* Reading passage:
· · ·
Sure, that would leave those three clubs without representation at the game, but the point of the All-Star Game is to have the best players that season all in one place. Putting restrictions — either positionally or representation-based — on the exhibition means some of the best in the league are left watching the contest instead of taking part. (Jared Clinton)
PUT BROADCASTERS IN GOAL FOR THE SKILLS COMPETITION
Here’s a fun one: For the skills competition, don’t use the actual goalies for the shootout/breakaway challenges – use ex-goalies who are now broadcasters. There’s a ton to choose from! Glenn Healy, Darren Pang, Daryl Reaugh…the list goes on and on. You can’t tell me the players wouldn’t love a chance to shoot on these guys, especially if they happen to have said something salty about them in a recent telecast.
· · ·
[Source data]
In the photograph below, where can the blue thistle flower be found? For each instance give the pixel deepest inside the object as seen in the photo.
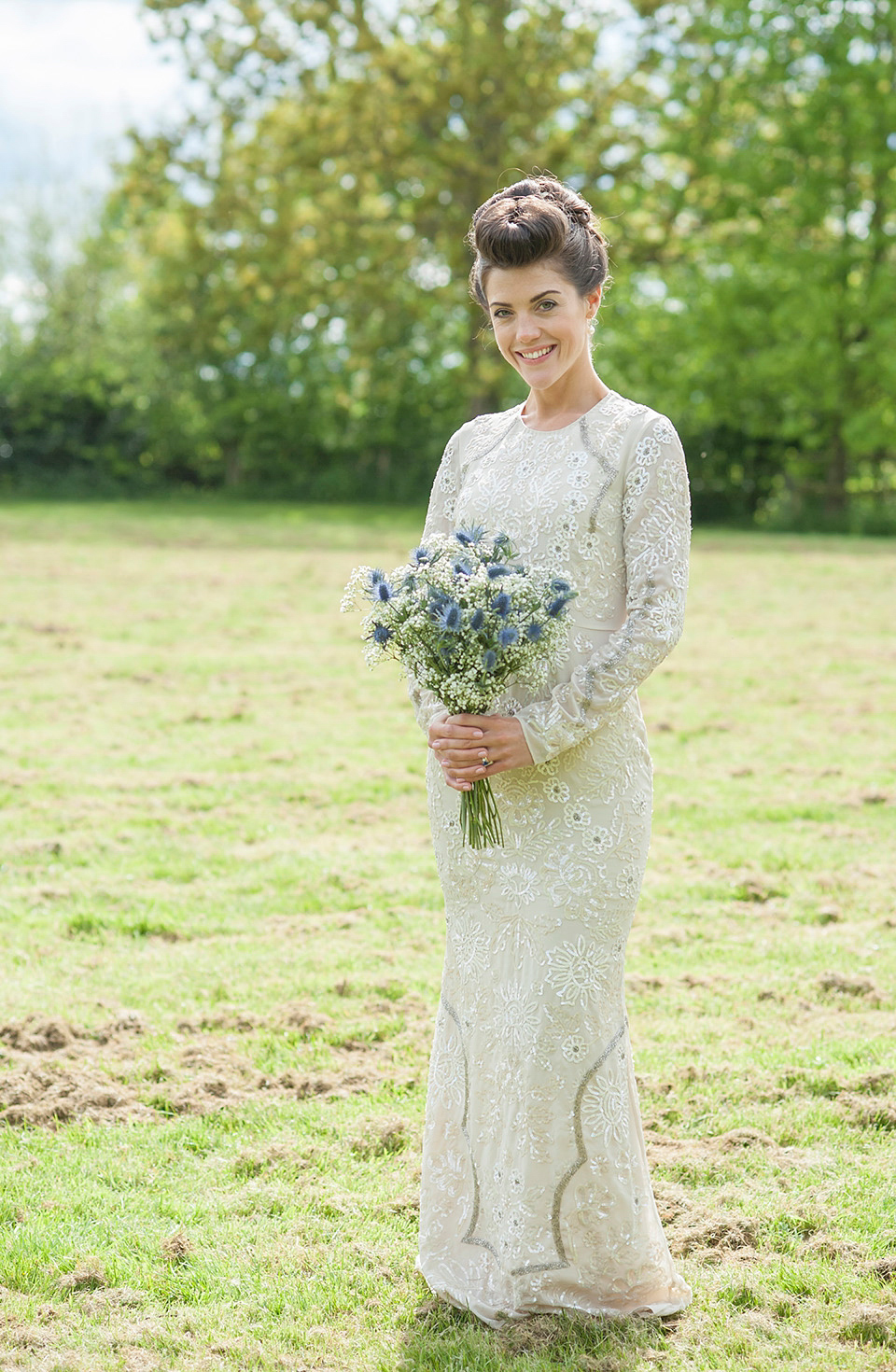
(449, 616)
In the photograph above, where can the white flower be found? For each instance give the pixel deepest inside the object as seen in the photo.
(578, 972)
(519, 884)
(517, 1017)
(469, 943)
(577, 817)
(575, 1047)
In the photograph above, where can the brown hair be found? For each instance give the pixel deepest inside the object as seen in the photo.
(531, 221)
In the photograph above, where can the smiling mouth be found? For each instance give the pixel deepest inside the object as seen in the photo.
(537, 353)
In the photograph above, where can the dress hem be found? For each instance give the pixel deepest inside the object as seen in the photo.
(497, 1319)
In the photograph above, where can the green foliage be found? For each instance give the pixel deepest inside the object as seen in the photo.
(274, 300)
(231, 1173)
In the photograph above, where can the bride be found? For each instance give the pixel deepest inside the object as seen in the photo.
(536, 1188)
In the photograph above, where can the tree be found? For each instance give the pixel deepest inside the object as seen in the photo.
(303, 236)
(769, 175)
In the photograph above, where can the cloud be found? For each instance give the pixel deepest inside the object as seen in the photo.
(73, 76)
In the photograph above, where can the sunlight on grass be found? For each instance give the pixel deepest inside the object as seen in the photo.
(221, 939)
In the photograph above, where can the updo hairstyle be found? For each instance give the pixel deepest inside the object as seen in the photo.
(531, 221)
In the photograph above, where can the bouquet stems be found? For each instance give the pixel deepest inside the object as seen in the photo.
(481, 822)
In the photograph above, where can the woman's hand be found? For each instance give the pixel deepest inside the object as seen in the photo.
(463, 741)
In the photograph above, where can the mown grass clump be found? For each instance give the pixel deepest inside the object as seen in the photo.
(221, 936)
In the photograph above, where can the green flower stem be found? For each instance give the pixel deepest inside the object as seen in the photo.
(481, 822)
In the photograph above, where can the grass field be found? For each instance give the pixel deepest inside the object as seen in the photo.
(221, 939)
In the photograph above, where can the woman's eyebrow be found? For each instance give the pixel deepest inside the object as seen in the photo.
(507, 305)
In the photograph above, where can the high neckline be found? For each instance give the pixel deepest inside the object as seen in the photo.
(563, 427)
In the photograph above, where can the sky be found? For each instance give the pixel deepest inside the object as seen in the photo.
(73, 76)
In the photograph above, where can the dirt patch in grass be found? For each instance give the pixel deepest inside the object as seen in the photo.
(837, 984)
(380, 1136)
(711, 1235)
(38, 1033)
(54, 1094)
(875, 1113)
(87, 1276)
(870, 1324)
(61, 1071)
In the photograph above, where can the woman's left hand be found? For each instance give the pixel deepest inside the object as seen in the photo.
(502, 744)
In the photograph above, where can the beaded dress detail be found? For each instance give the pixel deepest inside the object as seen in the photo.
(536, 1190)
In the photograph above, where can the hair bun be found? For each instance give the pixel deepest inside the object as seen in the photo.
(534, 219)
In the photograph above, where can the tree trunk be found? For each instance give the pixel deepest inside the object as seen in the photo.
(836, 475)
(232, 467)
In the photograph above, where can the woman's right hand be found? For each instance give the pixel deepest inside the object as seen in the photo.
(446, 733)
· · ·
* What needs to be done: Please rewrite the paragraph of the All-Star Game passage that begins "Here's a fun one" as a short bulleted list that keeps its main facts. The items are separate material, unrelated to the All-Star Game passage.

* Exercise response:
- In the skills competition's shootout and breakaway challenges, use ex-goalies who are now broadcasters instead of the actual goalies.
- There are many to choose from, such as Glenn Healy, Darren Pang and Daryl Reaugh.
- Players would love the chance to shoot on them, especially if those broadcasters recently said something salty about them on a telecast.